_Challenge_
Return each line of the listing below that contains the string "ambulance", matching case exactly.

_Records to process_
....................

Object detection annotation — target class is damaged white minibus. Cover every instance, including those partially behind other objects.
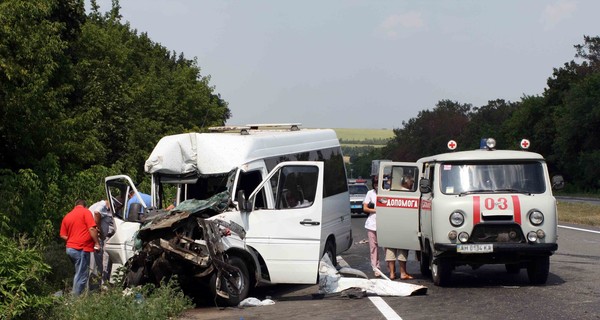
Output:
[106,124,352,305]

....................

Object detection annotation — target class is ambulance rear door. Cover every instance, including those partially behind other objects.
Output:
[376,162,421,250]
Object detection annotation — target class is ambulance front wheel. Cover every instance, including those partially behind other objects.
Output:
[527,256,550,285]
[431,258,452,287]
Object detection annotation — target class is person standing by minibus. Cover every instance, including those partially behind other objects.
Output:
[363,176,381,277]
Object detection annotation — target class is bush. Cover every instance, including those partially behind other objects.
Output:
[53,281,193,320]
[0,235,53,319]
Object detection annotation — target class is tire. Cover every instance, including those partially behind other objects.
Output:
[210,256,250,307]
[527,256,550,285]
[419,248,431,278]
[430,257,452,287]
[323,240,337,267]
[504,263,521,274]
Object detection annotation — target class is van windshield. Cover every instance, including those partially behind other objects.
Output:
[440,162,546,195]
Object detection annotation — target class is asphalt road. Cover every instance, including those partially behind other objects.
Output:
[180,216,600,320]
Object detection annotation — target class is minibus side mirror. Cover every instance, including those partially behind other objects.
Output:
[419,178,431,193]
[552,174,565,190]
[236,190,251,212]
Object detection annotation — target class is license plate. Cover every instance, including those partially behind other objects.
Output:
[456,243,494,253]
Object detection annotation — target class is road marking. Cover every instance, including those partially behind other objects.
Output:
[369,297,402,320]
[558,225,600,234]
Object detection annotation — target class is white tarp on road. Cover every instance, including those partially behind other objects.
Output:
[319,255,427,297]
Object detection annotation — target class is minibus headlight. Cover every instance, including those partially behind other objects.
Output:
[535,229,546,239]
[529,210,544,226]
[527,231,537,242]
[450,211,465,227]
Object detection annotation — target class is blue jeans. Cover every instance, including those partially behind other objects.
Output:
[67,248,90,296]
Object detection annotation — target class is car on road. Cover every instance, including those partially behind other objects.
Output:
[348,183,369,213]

....................

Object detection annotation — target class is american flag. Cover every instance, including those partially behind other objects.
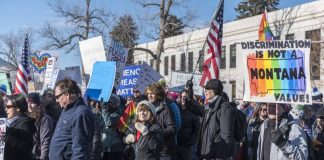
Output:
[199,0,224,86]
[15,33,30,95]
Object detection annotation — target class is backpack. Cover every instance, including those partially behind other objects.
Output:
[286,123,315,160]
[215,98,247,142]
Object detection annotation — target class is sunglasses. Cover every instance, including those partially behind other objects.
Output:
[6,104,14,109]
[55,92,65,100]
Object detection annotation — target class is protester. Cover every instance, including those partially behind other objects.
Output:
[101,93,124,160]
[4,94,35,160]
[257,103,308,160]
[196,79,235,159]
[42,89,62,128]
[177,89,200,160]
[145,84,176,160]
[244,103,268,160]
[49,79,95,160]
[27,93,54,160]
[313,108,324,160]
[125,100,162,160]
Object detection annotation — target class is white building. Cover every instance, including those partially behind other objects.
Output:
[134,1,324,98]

....................

_Response to this task_
Object detection annotation — target class is ambulance rear door. Cover every instance, including those partially behind other objects.
Object detection annotation — target class is ambulance front wheel. Cover every instance, including those partially behind other objects.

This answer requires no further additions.